TUGAS A >> Menurut kutipan teks tentang feminisme sosialis, apa yang juga harus dihancurkan agar kapitalisme dapat dihancurkan?

Feminis sosialis pada umumnya merupakan hasil ketidakpuasan feminis Marxis atas pemikiran Marxis yang buta gender dan kecenderungan Marxis untuk menganggap opresi terhadap perempuan jauh di bawah pentingnya opresi terhadap pekerja. Feminis sosialis mengklaim bahwa kapitalis tidak dapat dihancurkan kecuali patriarki juga dihancurkan dan bahwa hubungan material dan ekonomi manusia tidak dapat berubah kecuali jika ideologi mereka juga berubah. Perempuan harus menjalani dua perang, untuk dapat terbebas dari opresi.

 

Seorang feminis sosialis kontemporer, Iri Young mentransformasi teori feminis Marxis menjadi teori feminis sosialis yang mampu membahas seluruh kondisi perempuan yaitu posisi perempuan di dalam keluarga dan tempat kerja, peran reproduksi dan seksual perempuan, dan juga peran produktif perempuan.

DATA TERSEDIA >>

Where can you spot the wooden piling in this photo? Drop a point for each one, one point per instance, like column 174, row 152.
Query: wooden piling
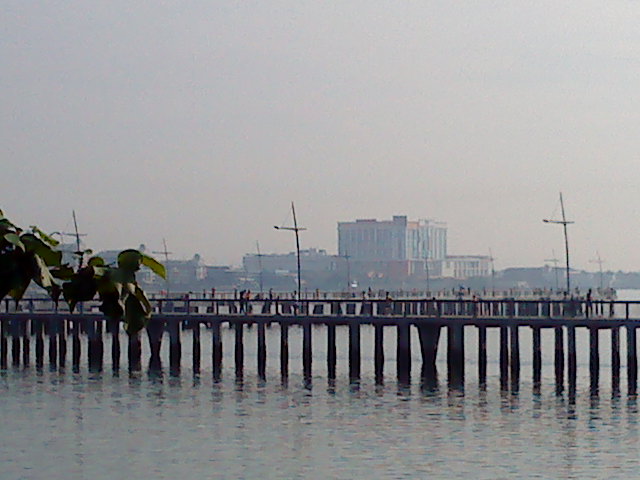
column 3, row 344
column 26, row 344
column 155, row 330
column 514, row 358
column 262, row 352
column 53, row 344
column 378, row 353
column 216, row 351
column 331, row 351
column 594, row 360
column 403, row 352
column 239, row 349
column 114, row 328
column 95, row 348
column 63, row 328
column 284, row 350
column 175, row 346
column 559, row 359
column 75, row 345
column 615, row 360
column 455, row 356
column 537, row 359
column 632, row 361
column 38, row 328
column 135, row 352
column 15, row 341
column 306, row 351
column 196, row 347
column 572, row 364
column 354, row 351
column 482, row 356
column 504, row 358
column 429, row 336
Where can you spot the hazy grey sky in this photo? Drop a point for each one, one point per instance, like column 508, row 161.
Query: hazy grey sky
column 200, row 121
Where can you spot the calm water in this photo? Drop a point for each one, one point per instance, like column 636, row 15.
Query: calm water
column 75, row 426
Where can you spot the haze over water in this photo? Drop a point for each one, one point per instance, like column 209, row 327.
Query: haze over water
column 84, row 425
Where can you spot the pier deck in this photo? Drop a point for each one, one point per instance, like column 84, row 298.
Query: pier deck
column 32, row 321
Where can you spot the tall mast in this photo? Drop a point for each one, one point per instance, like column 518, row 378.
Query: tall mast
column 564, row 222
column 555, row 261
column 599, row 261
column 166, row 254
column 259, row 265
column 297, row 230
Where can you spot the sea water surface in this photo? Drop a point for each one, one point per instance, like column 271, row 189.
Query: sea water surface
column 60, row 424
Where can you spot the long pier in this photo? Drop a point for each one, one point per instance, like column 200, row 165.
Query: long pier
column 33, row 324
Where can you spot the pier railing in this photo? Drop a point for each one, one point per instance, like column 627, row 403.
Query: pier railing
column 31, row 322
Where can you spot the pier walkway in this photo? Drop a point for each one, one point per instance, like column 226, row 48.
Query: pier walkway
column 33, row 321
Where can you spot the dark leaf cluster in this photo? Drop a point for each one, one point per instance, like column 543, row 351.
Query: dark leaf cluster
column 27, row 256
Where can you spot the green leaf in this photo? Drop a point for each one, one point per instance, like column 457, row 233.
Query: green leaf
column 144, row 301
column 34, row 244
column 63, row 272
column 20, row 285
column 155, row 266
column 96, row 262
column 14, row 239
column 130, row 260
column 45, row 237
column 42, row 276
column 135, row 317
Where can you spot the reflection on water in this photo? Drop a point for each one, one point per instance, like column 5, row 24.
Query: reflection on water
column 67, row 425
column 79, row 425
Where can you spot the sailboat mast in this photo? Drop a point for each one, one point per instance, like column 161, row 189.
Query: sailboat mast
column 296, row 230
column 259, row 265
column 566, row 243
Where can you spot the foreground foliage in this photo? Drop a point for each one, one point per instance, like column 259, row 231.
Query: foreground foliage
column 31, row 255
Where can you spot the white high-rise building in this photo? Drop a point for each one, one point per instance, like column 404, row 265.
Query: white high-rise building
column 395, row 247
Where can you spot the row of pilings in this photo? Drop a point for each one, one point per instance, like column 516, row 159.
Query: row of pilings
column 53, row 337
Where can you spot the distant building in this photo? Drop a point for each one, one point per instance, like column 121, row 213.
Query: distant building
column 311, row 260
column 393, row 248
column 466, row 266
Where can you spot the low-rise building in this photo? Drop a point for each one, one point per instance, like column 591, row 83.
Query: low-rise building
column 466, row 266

TUGAS B >> Kembalikan tanpa perubahan baris-baris dalam data di atas, mulai dari baris yang memuat "Where can you spot the sea" sampai baris yang memuat "column 27, row 256", kedua baris itu ikut disertakan.

PENYELESAIAN A >> Patriarki juga harus dihancurkan.

PENYELESAIAN B >>
Where can you spot the sea water surface in this photo? Drop a point for each one, one point per instance, like column 271, row 189.
Query: sea water surface
column 60, row 424
Where can you spot the long pier in this photo? Drop a point for each one, one point per instance, like column 200, row 165.
Query: long pier
column 33, row 324
Where can you spot the pier railing in this photo? Drop a point for each one, one point per instance, like column 627, row 403.
Query: pier railing
column 31, row 322
Where can you spot the pier walkway in this photo? Drop a point for each one, one point per instance, like column 226, row 48.
Query: pier walkway
column 33, row 321
Where can you spot the dark leaf cluster in this photo? Drop a point for each one, one point per instance, like column 543, row 351.
Query: dark leaf cluster
column 27, row 256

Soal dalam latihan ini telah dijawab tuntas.